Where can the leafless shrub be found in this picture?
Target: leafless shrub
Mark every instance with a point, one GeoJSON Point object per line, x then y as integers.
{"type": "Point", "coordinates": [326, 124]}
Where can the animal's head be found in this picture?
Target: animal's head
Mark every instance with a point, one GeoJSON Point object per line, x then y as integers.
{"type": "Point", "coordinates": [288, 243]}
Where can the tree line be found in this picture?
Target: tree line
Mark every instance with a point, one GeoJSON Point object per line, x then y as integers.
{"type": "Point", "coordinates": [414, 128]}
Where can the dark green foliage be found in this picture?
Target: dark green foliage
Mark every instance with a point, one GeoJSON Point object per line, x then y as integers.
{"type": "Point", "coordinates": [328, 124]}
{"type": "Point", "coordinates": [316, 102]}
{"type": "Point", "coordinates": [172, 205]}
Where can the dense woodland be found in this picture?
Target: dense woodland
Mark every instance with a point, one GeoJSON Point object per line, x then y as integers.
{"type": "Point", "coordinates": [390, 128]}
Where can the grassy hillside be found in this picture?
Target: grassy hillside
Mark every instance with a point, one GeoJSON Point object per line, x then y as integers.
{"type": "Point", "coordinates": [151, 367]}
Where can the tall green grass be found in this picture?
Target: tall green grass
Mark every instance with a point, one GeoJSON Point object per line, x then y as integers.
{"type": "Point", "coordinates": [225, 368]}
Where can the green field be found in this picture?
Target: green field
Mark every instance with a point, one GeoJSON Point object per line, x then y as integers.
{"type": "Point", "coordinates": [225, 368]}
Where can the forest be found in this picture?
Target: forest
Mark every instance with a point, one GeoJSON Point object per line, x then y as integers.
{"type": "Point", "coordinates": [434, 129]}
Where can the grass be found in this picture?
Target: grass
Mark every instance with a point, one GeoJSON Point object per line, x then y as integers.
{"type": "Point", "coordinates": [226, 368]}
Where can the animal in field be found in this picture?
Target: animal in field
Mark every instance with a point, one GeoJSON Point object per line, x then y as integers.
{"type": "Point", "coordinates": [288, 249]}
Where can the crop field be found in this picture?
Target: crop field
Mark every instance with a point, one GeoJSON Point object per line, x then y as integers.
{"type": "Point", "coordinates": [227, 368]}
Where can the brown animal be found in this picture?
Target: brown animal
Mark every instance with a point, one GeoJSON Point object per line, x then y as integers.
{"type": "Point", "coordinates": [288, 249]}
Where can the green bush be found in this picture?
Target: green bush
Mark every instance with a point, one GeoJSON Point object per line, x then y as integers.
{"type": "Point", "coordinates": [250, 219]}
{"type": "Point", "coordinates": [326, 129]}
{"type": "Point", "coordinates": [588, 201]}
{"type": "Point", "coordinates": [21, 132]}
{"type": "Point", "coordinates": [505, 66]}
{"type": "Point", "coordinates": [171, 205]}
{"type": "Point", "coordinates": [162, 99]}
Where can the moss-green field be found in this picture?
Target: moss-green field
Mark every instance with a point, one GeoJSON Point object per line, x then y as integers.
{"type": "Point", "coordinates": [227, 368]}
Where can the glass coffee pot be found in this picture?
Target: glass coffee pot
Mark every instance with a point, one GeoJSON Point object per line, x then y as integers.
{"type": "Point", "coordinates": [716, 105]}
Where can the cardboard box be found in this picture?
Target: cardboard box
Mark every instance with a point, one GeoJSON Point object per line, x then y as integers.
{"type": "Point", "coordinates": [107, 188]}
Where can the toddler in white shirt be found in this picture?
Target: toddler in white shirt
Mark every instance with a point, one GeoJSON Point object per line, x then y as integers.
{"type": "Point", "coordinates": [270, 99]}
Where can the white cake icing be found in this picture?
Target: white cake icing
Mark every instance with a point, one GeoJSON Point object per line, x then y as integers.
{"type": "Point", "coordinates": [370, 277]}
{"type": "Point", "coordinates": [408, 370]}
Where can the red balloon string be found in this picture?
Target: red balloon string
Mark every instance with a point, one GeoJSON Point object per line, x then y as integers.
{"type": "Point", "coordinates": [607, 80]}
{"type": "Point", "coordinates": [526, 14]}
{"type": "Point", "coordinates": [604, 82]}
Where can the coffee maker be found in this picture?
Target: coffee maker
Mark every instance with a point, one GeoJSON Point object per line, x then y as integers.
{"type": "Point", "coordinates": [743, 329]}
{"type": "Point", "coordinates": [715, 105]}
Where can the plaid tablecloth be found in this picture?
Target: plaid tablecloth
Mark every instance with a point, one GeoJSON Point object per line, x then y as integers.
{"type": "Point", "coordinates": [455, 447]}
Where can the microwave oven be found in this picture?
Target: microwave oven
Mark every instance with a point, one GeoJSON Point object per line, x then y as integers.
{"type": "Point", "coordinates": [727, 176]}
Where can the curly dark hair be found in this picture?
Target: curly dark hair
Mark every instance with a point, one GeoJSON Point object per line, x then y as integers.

┄┄┄┄┄┄┄┄┄┄┄┄┄┄┄┄┄┄┄┄

* _Work required_: Every record should be given again exactly.

* _Full answer_:
Where can the leafless shrub be found in this picture?
Target: leafless shrub
Mark every instance with a point, one GeoJSON Point object per line, x then y as integers.
{"type": "Point", "coordinates": [326, 124]}
Where can the animal's head be found in this picture?
Target: animal's head
Mark every instance with a point, one GeoJSON Point object per line, x then y as integers.
{"type": "Point", "coordinates": [288, 243]}
Where can the tree line be found in this picture?
Target: tree line
Mark every instance with a point, one GeoJSON Point object per line, x then y as integers.
{"type": "Point", "coordinates": [414, 128]}
Where can the dark green foliage be found in this picture?
Target: dark green foliage
Mark every instance with a point, one GeoJSON Point object per line, x then y as integers.
{"type": "Point", "coordinates": [328, 124]}
{"type": "Point", "coordinates": [316, 102]}
{"type": "Point", "coordinates": [172, 205]}
Where can the dense woodland be found in this picture?
Target: dense woodland
Mark every instance with a point, one GeoJSON Point object per line, x then y as integers.
{"type": "Point", "coordinates": [390, 128]}
Where can the grassy hillside be found in this picture?
Target: grassy hillside
Mark every instance with a point, one GeoJSON Point object per line, x then y as integers.
{"type": "Point", "coordinates": [151, 367]}
Where can the tall green grass be found in this picture?
Target: tall green grass
Mark every instance with a point, one GeoJSON Point object per line, x then y as integers.
{"type": "Point", "coordinates": [225, 368]}
Where can the green field be found in this picture?
Target: green field
Mark every instance with a point, one GeoJSON Point object per line, x then y as integers.
{"type": "Point", "coordinates": [225, 368]}
Where can the forest be found in this picture?
Target: forest
Mark every instance with a point, one GeoJSON Point object per line, x then y as integers.
{"type": "Point", "coordinates": [434, 129]}
Where can the grass be found in this picture?
Target: grass
Mark every instance with a point, one GeoJSON Point object per line, x then y as integers.
{"type": "Point", "coordinates": [226, 368]}
Where can the animal in field be found in this picture?
Target: animal in field
Mark every instance with a point, one GeoJSON Point object per line, x then y as integers.
{"type": "Point", "coordinates": [288, 249]}
Where can the crop field be found in this picture?
Target: crop field
Mark every instance with a point, one GeoJSON Point object per line, x then y as integers.
{"type": "Point", "coordinates": [227, 368]}
Where can the brown animal be found in this picture?
Target: brown animal
Mark every instance with a point, one GeoJSON Point object per line, x then y as integers.
{"type": "Point", "coordinates": [288, 249]}
Where can the green bush be found in this picture?
Target: green bush
Mark every instance with a point, one GeoJSON Point object per line, x then y as integers.
{"type": "Point", "coordinates": [250, 219]}
{"type": "Point", "coordinates": [326, 129]}
{"type": "Point", "coordinates": [588, 201]}
{"type": "Point", "coordinates": [21, 132]}
{"type": "Point", "coordinates": [505, 66]}
{"type": "Point", "coordinates": [171, 205]}
{"type": "Point", "coordinates": [162, 99]}
Where can the moss-green field be found in this picture?
Target: moss-green field
Mark every instance with a point, one GeoJSON Point object per line, x then y as integers.
{"type": "Point", "coordinates": [227, 368]}
Where can the glass coffee pot be found in this picture?
Target: glass coffee pot
Mark every instance with a point, one GeoJSON Point object per line, x then y as integers.
{"type": "Point", "coordinates": [716, 105]}
Where can the cardboard box be found in this picture?
Target: cardboard box
Mark every instance with a point, one GeoJSON Point object per line, x then y as integers.
{"type": "Point", "coordinates": [107, 188]}
Where can the toddler in white shirt be found in this picture?
Target: toddler in white shirt
Mark every instance with a point, one GeoJSON Point object per line, x then y as integers.
{"type": "Point", "coordinates": [270, 99]}
Where can the white cake icing be found in this picture?
Target: white cake icing
Mark every instance with a point, one GeoJSON Point object per line, x then y as integers.
{"type": "Point", "coordinates": [370, 277]}
{"type": "Point", "coordinates": [408, 370]}
Where can the red balloon string be found in this picture?
Target: red balloon string
Mark every instance with a point, one GeoJSON Point object per line, x then y as integers.
{"type": "Point", "coordinates": [607, 80]}
{"type": "Point", "coordinates": [526, 14]}
{"type": "Point", "coordinates": [604, 82]}
Where can the coffee maker be found in this picture?
Target: coffee maker
Mark every instance with a point, one GeoJSON Point object per line, x then y as integers.
{"type": "Point", "coordinates": [743, 329]}
{"type": "Point", "coordinates": [715, 105]}
Where can the plaid tablecloth be found in this picture?
Target: plaid tablecloth
Mark every instance with a point, one GeoJSON Point object per line, x then y as integers.
{"type": "Point", "coordinates": [455, 447]}
Where can the microwave oven be found in this picture?
Target: microwave oven
Mark every instance with a point, one GeoJSON Point object per line, x then y as integers.
{"type": "Point", "coordinates": [727, 176]}
Where can the curly dark hair be found in this picture?
Target: curly dark hair
Mark every instance with a point, one GeoJSON Point object per line, x then y as integers.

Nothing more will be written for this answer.